=== EXPLORE THE MATERIAL ===
(1) Which people are named in the Delaware governor excerpt below?
(2) Do these statements agree with the Delaware governor excerpt below? (a) Medicaid spending in Delaware is rising rapidly. (b) Delaware's school funding system was created within the past 20 years. (c) The General Assembly passed the Wilmington Education Improvement Commission's proposals. Answer yes or no for each, quoting the deciding words.
(3) From the Delaware governor excerpt below, pull out the passage starting at "Delaware faces a" and ending at "strong education system.", word for word.

=== TEXT EXCERPT ===
********************

For eight years, he says, his focus has been on “how do you build an economy for the 21st century,” a task that includes “having skilled workers, an affordable place to do business, investing in quality of life through bike trails and walking paths, connecting businesses to institutions of higher education.”
Sure, he adds, controversies such as Fisker, Bloom and priority schools may have made big news stories, “but the big work is all about how to make the state better for the future.”
The big challenges
Every new governor inherits some problems—and the great expectations of others. From finance on down, here’s the list.
As John Carney prepares to take the oath of office, we asked a cross-section of political and business leaders for their thoughts on the major challenges he will face as Delaware’s 74th governor.
It should come as no surprise that financial issues top the list. “It’s all about the money,” says Senate Minority Leader Greg Lavelle.
Delaware faces a structural challenge in its budgeting: Several key spending categories, notably state employee benefits and Medicaid, are rising rapidly, while prime revenue sources, such as casinos, abandoned property and corporation fees and taxes, are unreliable. “It’s not sustainable. We’ve kicked the can down the road some, and we’re close to the end of that,” says state Rep. Paul Baumbach, a Newark Democrat.
The new governor will have to exert some leadership in developing a budget that incorporates both tax hikes and spending cuts.
On a larger scale, economic development challenges revolve around creating a growth model focused on innovation and technology. Dollar for dollar, Delaware cannot match larger states in offering financial incentives to businesses on the move, so it must offer other perks—a talented workforce, a clean environment and a strong education system.
Related issues that drew mentions: improving pay for state employees, increasing the minimum wage, increasing the state income tax rate for high earners and making the necessary financial commitments to rebuild the state’s infrastructure—its roads, bridges, brownfields and water supply.
Education reform will also rank high for the new governor. While Gov. Jack Markell initiated many reforms, Delaware remains one of the few states that do not provide supplemental funding for schools with high concentrations of students from low-income families, English-language learners and children with special needs in the early elementary grades. The Wilmington Education Improvement Commission, whose proposals for strengthening educational opportunities for city residents languished in the General Assembly, emphasized that providing weighted funding for high-need students is a statewide issue, not one limited to Wilmington.
Delaware relies on a school funding system created more than 60 years ago, then repeatedly amended to the point that few outside of school finance offices understand it. Despite repeated calls for reform in the past 10 years, nothing has changed. But the Wilmington issue, controversial referendums, statewide imbalances in property assessments and episodes of misspending at several charter schools may push school finance reform higher up on the to-do list.
Other key education needs: reducing time spent on testing, developing a consistent teacher evaluation system, and blending technology with traditional instruction to provide more personalized learning opportunities for individual students.
Many suggest that the governor address the death penalty issue now that the state Supreme Court has declared the current state law unconstitutional; that he pay greater attention to the needs of the middle class and the working poor; that he work with healthcare providers to ensure that the state’s residents can live healthy lives and receive high-value care; and that he streamline and reduce inconsistencies in environmental permitting processes.
As Carney sets his priorities, he should recognize that he will have many allies willing to offer support.
“Nobody is sitting on the sidelines,” says Brian DiSabatino, president and CEO of the EDiS Company. “He needs to remember that we are all here to help.”

********************

=== INPUT DATA ===
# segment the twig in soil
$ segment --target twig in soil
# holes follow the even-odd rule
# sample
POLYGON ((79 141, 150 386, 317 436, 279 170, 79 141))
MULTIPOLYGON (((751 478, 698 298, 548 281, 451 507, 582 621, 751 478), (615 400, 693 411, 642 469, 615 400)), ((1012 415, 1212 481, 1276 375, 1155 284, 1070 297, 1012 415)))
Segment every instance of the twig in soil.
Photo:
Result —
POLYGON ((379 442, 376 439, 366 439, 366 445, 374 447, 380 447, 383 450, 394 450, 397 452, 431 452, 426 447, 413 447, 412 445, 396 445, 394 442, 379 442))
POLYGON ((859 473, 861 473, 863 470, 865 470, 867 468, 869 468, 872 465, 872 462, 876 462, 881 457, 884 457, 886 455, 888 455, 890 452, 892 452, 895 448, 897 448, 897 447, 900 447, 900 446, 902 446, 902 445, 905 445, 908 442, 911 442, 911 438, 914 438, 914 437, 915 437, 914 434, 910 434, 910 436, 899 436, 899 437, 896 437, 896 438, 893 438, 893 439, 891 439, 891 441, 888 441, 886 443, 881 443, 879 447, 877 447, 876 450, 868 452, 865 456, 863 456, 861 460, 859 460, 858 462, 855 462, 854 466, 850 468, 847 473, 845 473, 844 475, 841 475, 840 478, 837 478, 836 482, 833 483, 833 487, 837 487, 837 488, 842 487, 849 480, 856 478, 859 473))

********************

=== ANSWERS BELOW ===
(1) John Carney, Greg Lavelle, Paul Baumbach, Jack Markell, Brian DiSabatino

(2)
(a) Yes: "Several key spending categories, notably state employee benefits and Medicaid, are rising rapidly"
(b) No: "Delaware relies on a school funding system created more than 60 years ago"
(c) No: "whose proposals for strengthening educational opportunities for city residents languished in the General Assembly"

(3)
Delaware faces a structural challenge in its budgeting: Several key spending categories, notably state employee benefits and Medicaid, are rising rapidly, while prime revenue sources, such as casinos, abandoned property and corporation fees and taxes, are unreliable. “It’s not sustainable. We’ve kicked the can down the road some, and we’re close to the end of that,” says state Rep. Paul Baumbach, a Newark Democrat.
The new governor will have to exert some leadership in developing a budget that incorporates both tax hikes and spending cuts.
On a larger scale, economic development challenges revolve around creating a growth model focused on innovation and technology. Dollar for dollar, Delaware cannot match larger states in offering financial incentives to businesses on the move, so it must offer other perks—a talented workforce, a clean environment and a strong education system.